## REQUIREMENTS
Copy out the listing below word for word, line by line.

** START **

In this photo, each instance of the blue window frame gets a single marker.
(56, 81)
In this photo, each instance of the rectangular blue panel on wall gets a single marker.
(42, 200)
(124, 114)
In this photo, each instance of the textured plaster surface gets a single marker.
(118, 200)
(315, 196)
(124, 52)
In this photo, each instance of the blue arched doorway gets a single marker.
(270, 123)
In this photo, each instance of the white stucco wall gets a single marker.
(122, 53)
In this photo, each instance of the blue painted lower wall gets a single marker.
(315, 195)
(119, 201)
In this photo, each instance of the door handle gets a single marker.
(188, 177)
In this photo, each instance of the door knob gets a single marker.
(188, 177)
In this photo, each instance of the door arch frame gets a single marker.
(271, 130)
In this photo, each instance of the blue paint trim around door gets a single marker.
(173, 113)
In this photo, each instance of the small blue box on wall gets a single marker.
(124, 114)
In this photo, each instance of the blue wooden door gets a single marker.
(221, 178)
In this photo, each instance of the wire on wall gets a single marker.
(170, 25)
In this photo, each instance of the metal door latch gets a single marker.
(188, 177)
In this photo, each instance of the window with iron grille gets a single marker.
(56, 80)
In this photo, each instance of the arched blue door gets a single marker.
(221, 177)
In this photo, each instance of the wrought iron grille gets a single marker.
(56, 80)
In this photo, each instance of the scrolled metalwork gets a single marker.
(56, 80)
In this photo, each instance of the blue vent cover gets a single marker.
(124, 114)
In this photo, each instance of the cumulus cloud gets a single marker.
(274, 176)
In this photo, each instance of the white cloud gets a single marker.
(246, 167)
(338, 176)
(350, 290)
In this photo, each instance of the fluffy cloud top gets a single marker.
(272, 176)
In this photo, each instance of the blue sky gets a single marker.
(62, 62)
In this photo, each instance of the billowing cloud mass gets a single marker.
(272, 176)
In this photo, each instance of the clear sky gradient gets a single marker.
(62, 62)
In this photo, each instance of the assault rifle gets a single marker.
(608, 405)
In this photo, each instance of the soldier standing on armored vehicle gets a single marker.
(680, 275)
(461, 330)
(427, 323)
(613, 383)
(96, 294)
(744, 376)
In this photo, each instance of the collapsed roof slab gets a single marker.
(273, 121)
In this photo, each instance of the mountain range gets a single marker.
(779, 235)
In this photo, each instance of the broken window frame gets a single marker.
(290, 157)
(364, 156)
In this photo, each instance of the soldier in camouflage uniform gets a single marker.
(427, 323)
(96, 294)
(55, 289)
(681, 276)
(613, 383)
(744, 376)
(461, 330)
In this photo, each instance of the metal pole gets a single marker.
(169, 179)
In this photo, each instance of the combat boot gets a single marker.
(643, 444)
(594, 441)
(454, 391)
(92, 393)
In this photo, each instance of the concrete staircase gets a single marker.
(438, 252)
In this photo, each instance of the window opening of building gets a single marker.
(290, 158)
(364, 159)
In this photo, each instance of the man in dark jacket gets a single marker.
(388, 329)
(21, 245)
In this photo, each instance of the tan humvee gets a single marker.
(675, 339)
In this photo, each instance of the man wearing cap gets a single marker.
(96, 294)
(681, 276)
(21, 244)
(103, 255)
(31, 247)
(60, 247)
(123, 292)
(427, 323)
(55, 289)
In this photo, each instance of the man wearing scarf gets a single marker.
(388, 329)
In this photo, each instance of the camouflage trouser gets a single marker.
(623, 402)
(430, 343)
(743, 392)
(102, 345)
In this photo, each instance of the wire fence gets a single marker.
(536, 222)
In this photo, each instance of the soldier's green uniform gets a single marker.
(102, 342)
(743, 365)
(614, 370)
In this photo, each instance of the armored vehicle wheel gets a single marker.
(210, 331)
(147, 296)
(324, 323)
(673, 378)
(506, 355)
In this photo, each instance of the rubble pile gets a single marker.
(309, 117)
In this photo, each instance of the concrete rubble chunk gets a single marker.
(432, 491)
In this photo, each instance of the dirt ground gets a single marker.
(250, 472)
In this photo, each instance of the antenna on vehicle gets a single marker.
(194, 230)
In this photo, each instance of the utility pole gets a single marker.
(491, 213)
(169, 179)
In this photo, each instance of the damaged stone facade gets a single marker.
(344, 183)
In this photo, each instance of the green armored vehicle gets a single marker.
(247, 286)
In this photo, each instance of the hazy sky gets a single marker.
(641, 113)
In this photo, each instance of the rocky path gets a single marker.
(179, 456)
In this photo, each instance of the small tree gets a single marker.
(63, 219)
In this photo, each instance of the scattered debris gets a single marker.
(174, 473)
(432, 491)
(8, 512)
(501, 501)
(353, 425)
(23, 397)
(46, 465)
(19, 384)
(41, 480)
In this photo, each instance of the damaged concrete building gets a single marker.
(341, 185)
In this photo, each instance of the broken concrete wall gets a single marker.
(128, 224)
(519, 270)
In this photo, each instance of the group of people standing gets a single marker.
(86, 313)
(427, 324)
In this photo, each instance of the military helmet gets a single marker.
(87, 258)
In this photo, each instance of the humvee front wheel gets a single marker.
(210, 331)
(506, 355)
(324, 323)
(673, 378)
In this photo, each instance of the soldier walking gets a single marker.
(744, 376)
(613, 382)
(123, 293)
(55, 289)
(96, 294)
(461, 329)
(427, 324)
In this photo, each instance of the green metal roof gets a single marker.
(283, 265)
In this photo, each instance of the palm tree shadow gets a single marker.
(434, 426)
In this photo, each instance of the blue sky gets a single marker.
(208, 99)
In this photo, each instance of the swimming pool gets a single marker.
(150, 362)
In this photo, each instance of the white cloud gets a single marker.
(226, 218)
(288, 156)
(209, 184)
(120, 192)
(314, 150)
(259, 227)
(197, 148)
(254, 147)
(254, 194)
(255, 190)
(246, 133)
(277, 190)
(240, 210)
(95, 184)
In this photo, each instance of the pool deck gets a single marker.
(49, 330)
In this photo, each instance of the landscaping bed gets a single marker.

** END **

## WORKED ANSWER
In this photo, each instance of the blue window frame gets a single marker.
(56, 81)
In this photo, each instance of the rectangular blue panel on wall gets a single marker.
(42, 200)
(124, 114)
In this photo, each instance of the textured plaster surface gets a single marker.
(118, 200)
(315, 196)
(124, 52)
In this photo, each instance of the blue arched doorway gets a single marker.
(270, 123)
In this photo, each instance of the white stucco wall gets a single marker.
(122, 53)
In this photo, each instance of the blue painted lower wall gets a single marker.
(315, 195)
(119, 201)
In this photo, each instance of the door handle gets a single marker.
(188, 177)
In this photo, each instance of the door knob gets a single marker.
(188, 177)
In this photo, each instance of the door arch frame gets a single marker.
(271, 130)
In this photo, each instance of the blue paint trim around door gets a single marker.
(173, 113)
In this photo, each instance of the small blue box on wall gets a single marker.
(124, 114)
In this photo, each instance of the blue wooden door gets a single marker.
(221, 178)
In this photo, each instance of the wire on wall gets a single marker.
(170, 25)
In this photo, each instance of the metal door latch gets a single marker.
(188, 177)
In this photo, each instance of the window with iron grille gets a single marker.
(56, 80)
In this photo, each instance of the arched blue door gets a single marker.
(221, 177)
In this photo, each instance of the wrought iron grille gets a single marker.
(56, 80)
In this photo, each instance of the scrolled metalwork gets a single marker.
(56, 80)
In this photo, each instance of the blue vent cover gets a single marker.
(124, 114)
In this photo, each instance of the cumulus cloud gets a single marker.
(274, 176)
In this photo, each instance of the white cloud gets a single marker.
(246, 167)
(338, 176)
(350, 290)
In this photo, each instance of the fluffy cloud top gets a single marker.
(272, 176)
In this photo, each instance of the blue sky gets a single marker.
(62, 62)
In this photo, each instance of the billowing cloud mass gets a single marker.
(272, 176)
In this photo, each instance of the clear sky gradient gets a single marker.
(62, 62)
In this photo, each instance of the assault rifle gets a single marker.
(608, 405)
In this photo, each instance of the soldier standing on armored vehicle gets a single marker.
(680, 275)
(461, 330)
(427, 323)
(613, 383)
(96, 294)
(744, 376)
In this photo, each instance of the collapsed roof slab gets a single marker.
(273, 121)
In this photo, each instance of the mountain range gets a single marker.
(779, 235)
In this photo, each instance of the broken window frame gets a single marker.
(290, 157)
(364, 156)
In this photo, each instance of the soldier in camouflage uniform gets a single marker.
(427, 323)
(96, 294)
(55, 289)
(681, 276)
(613, 383)
(744, 376)
(461, 330)
In this photo, each instance of the metal pole gets a single marker.
(169, 179)
In this photo, each instance of the combat boot gets a single marker.
(643, 444)
(594, 441)
(454, 391)
(92, 393)
In this photo, each instance of the concrete staircase gets a single marker.
(438, 252)
In this photo, each instance of the window opening of building gets a single marker.
(290, 158)
(364, 159)
In this photo, each instance of the man in dark jacket gets a single marker.
(388, 329)
(21, 245)
In this photo, each instance of the tan humvee gets a single marker.
(675, 339)
In this photo, each instance of the man wearing cap gets a single marker.
(96, 294)
(681, 276)
(21, 244)
(103, 255)
(31, 247)
(60, 247)
(123, 292)
(427, 323)
(55, 289)
In this photo, each instance of the man wearing scarf gets a single marker.
(388, 329)
In this photo, each instance of the camouflage trouser gets a single marker.
(623, 402)
(430, 343)
(743, 392)
(102, 345)
In this photo, each instance of the wire fence gets a single marker.
(536, 222)
In this photo, each instance of the soldier's green uniform gets a single marker.
(102, 342)
(743, 365)
(614, 370)
In this photo, each instance of the armored vehicle wheel gets a single marker.
(210, 331)
(147, 296)
(324, 323)
(673, 378)
(506, 355)
In this photo, each instance of the rubble pile gets a single marker.
(309, 117)
In this photo, each instance of the concrete rubble chunk gets a single marker.
(432, 491)
In this photo, each instance of the dirt ground gets a single marker.
(250, 472)
In this photo, each instance of the antenna on vehicle gets a single marker.
(194, 230)
In this photo, each instance of the utility pole gets a single marker.
(491, 213)
(169, 179)
In this photo, each instance of the damaged stone facade gets a single marker.
(344, 183)
In this photo, each instance of the green armored vehicle gets a single marker.
(247, 286)
In this photo, each instance of the hazy sky gets a single marker.
(641, 113)
In this photo, each instance of the rocky path gets a single marker.
(179, 456)
In this photo, each instance of the small tree gets a single marker.
(63, 219)
In this photo, each instance of the scattered debris gets a single marker.
(174, 473)
(432, 491)
(8, 512)
(501, 501)
(353, 425)
(23, 397)
(46, 465)
(19, 384)
(41, 480)
In this photo, each instance of the damaged concrete building gets a single marker.
(341, 185)
In this photo, each instance of the broken concrete wall gets a single marker.
(128, 224)
(519, 270)
In this photo, each instance of the group of people standing gets a single marker.
(86, 313)
(427, 324)
In this photo, each instance of the military helmet gets a single marker.
(87, 258)
In this photo, each instance of the humvee front wheel gets a single marker.
(210, 331)
(506, 355)
(324, 323)
(673, 378)
In this photo, each instance of the soldier walking gets a single marker.
(744, 376)
(613, 382)
(123, 293)
(55, 289)
(96, 294)
(461, 329)
(427, 324)
In this photo, each instance of the green metal roof gets a single marker.
(283, 265)
In this photo, each instance of the palm tree shadow gets a single marker.
(434, 426)
In this photo, each instance of the blue sky gets a single marker.
(208, 99)
In this photo, each instance of the swimming pool gets a single marker.
(150, 362)
In this photo, each instance of the white cloud gets a single marker.
(226, 218)
(288, 156)
(209, 184)
(120, 192)
(314, 150)
(259, 227)
(197, 148)
(254, 147)
(254, 194)
(255, 190)
(246, 133)
(277, 190)
(240, 210)
(95, 184)
In this photo, each instance of the pool deck gets a single marker.
(49, 330)
In this photo, each instance of the landscaping bed gets a single marker.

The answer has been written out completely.